▶ [WORK TO BE COMPLETED] Everything except the pictures should be printed exactly as it appears in the records.
□ □ □ □ □
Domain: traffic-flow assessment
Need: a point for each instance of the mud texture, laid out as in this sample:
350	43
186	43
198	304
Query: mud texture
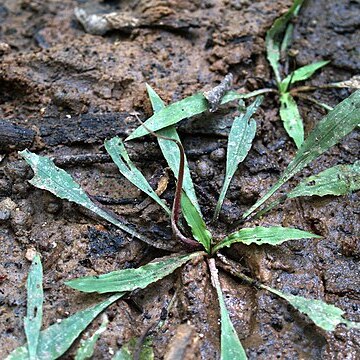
□ □ □ □ □
▶ [WRITTEN SOLUTION]
Domain: traffic-flow assessment
Need: a point for each instance of the mud texture, laid out as in this sample:
350	43
186	43
198	304
Query: mud texture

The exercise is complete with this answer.